# Task to complete
Using "clicks" as the search string, find the matching lines below and copy them.

Stored data entries
----------------------------------------
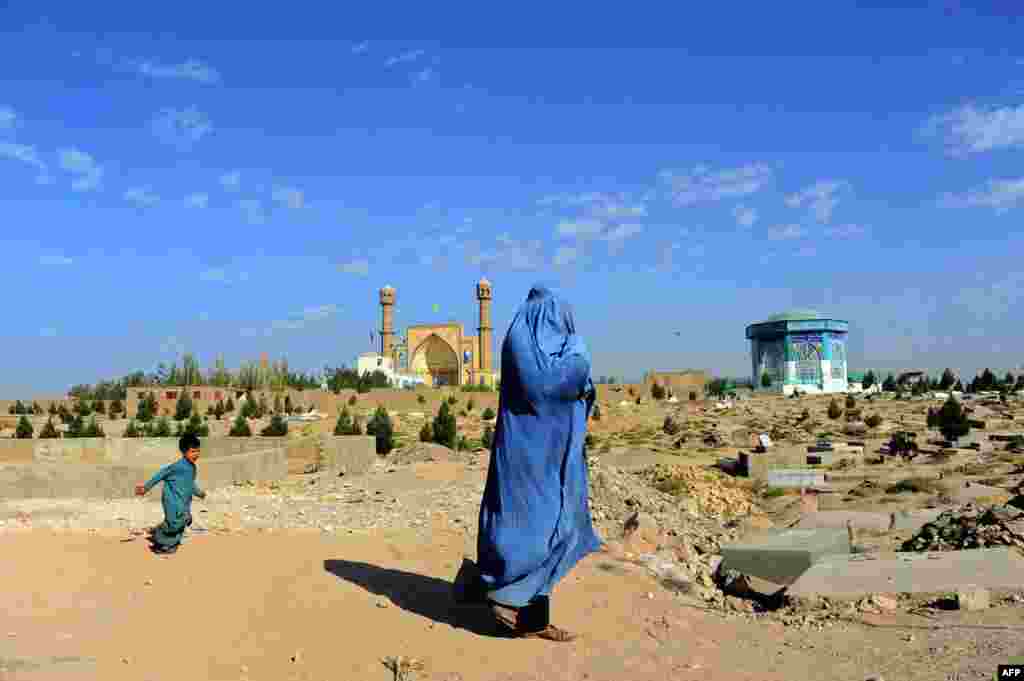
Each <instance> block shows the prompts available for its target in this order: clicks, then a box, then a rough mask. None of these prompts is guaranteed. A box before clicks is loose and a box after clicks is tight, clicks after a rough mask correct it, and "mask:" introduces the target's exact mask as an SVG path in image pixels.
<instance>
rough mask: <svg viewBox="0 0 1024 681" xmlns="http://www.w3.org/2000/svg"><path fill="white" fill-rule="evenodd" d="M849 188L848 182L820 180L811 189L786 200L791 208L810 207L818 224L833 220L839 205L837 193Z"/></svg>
mask: <svg viewBox="0 0 1024 681" xmlns="http://www.w3.org/2000/svg"><path fill="white" fill-rule="evenodd" d="M845 186H847V183H846V182H842V181H837V180H820V181H818V182H815V183H814V184H812V185H811V186H809V187H806V188H804V189H801V190H800V191H797V193H796V194H792V195H790V196H788V197H786V198H785V205H786V206H788V207H790V208H801V207H803V206H805V205H806V206H808V207H809V208H810V209H811V212H812V213H813V214H814V218H815V219H816V220H817V221H818V222H828V221H829V220H831V214H833V211H834V210H835V209H836V206H837V205H838V204H839V199H837V198H836V193H838V191H839V190H840V189H842V188H844V187H845Z"/></svg>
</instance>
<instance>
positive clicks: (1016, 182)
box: [939, 177, 1024, 214]
mask: <svg viewBox="0 0 1024 681" xmlns="http://www.w3.org/2000/svg"><path fill="white" fill-rule="evenodd" d="M1021 204H1024V177H1020V178H1017V179H991V180H988V182H986V183H985V184H984V185H983V186H980V187H977V188H974V189H971V190H969V191H967V193H966V194H961V195H955V194H946V195H943V196H942V198H941V199H940V200H939V205H940V206H943V207H947V208H975V207H983V208H991V209H992V210H994V211H995V212H996V213H997V214H1002V213H1006V212H1007V211H1009V210H1011V209H1013V208H1017V207H1018V206H1019V205H1021Z"/></svg>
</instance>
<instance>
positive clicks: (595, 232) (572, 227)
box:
----------------------------------------
# Finished task
Each <instance> block shows the prompts available for its target in this order: clicks, then a box, then a rough mask. None of these prompts is guaranteed. A box before clicks is loose and a box after clicks is tight, clicks after a rough mask correct it, and "mask:" introduces the target's exact mask as an SVG path in image pixels.
positive clicks: (1016, 182)
positive clicks: (595, 232) (572, 227)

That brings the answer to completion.